--- Extract ---
The HyperTexts

Donald Rumsfeld, Poet!

compiled and edited by Michael R. Burch

Donald Rumsfeld is an accomplished man. His main claim to fame is being the world's pre-eminent warmonger. But Rumsfeld is also a poet. No, make that a Poet with a capital "P." Until now, Rumsfeld's poetry has been properly appreciated only by other warmongers and fervid fundamentalists. But now we are pleased to introduce laymen to what Hart Seely calls Rumsfeld's "jazzy, impromptu riffs."

As we will see, Rumsfeld is an existentialist who has gone far beyond even Kafka, Camus and Beckett in questioning the meaning of life, or the lack of it. (Which makes perfect sense, since it's difficult to slaughter so many innocent women and children if you think their lives have any meaning or value.)

According to Seely, Rumsfeld's poetry is "paradoxical" and employs "playful language to address the most somber [of] subjects: war, terrorism, mortality. Much of it is about indirection and evasion: He never faces his subjects head on but weaves away, letting inversions and repetitions confuse and beguile. His work, with its dedication to the fractured rhythms of the plainspoken vernacular, is reminiscent of William Carlos Williams'. Some readers may find that Rumsfeld's gift for offhand, quotidian pronouncements is as entrancing as Frank O'Hara's."

Our thanks to Hart Seely for compiling the following collection of Rumsfeld's poems. These are the exact words of the former defense secretary, as taken from the official transcripts on the Defense Department Web site. One must give the Devil his due, and bow before his superior understanding of the transience and meaninglessness of human life!

Clarity

I think what you'll find,
I think what you'll find is,
Whatever it is we do substantively,
There will be near-perfect clarity
As to what it is.
And it will be known,
And it will be known to the Congress,
And it will be known to you,
Probably before we decide it,
But it will be known.
---
Instructions to follow: Write the next part of the article on Rumsfeld's poetry, starting after the line "But it will be known."
--- Entries ---
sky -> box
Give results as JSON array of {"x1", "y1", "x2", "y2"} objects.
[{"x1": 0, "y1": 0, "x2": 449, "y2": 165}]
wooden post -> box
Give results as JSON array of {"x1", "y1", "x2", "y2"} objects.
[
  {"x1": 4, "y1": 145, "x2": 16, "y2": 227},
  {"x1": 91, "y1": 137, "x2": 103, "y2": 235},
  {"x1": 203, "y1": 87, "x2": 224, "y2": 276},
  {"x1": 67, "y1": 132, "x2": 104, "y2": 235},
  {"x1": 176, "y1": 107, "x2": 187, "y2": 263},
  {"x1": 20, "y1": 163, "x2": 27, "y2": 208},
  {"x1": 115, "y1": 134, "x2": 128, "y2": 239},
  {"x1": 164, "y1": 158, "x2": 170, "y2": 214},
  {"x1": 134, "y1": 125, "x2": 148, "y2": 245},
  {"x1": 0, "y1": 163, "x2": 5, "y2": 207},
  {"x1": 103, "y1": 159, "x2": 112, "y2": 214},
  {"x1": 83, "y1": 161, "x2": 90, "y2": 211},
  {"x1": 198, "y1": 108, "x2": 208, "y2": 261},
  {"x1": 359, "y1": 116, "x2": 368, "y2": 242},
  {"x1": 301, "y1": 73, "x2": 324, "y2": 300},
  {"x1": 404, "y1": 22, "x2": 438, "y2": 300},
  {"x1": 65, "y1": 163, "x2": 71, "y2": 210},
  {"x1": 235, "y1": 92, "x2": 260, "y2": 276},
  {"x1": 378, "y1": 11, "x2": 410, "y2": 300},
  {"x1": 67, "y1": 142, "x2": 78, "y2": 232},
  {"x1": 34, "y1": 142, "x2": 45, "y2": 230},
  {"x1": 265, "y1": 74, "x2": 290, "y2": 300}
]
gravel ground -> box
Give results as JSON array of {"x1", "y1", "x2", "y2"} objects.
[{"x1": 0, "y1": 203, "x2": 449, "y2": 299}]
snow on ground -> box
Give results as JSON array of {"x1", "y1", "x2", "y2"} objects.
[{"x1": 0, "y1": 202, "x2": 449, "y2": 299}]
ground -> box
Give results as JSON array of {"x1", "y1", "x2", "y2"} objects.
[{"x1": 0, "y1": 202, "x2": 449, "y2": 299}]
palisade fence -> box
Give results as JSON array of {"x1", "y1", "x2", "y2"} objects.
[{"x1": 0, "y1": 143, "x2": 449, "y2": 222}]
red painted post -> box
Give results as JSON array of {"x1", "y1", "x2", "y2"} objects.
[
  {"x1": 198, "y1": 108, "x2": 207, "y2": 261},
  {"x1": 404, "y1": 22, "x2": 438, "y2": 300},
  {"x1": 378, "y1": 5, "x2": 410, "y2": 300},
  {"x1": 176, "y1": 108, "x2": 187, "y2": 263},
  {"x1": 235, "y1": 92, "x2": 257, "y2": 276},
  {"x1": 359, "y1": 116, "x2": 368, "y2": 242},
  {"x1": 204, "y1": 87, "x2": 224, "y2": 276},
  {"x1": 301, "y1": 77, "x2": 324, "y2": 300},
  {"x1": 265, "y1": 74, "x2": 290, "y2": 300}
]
---
Result of the exercise:
—Feb. 28, 2003, Department of Defense briefing

If I may hazard an opinion here, it seems that Rumsfeld is saying that when the U.S. government elects to kill hundreds of thousands or millions of Iraqis, that it will be perfectly clear why we are killing them (for the sake of oil and U.S. hegemony in the Middle East). Congress will understand. The U.S. public will understand. You will understand. But no one will bother to end the madness. 

The Unknown

As we know,
There are known knowns.
There are things we know we know.
We also know
There are known unknowns.
That is to say
We know there are some things
We do not know.
But there are also unknown unknowns,
The ones we don't know
We don't know.

—Feb. 12, 2002, Department of Defense news briefing

Here, it seems Rumsfeld is admitting that we don't know why we are going to war and killing innocent women and children. If we don't know what the hell we're doing, it would seem wise to avoid bloodshed, but of course complete morons never stop to admit that not acting on ignorance is preferable to destroying the world for no discernable reason.

Happenings

You're going to be told lots of things.
You get told things every day that don't happen.
It doesn't seem to bother people, they don't—
It's printed in the press.
The world thinks all these things happen.
They never happened.
Everyone's so eager to get the story
Before in fact the story's there
That the world is constantly being fed
Things that haven't happened.
All I can tell you is,
It hasn't happened.
It's going to happen.

—Feb. 28, 2003, Department of Defense briefing

In this epic poem, Rumsfeld seems to be confessing that he knew Iraq didn't have WMDs but that he was intent on making it (war) happen nonetheless.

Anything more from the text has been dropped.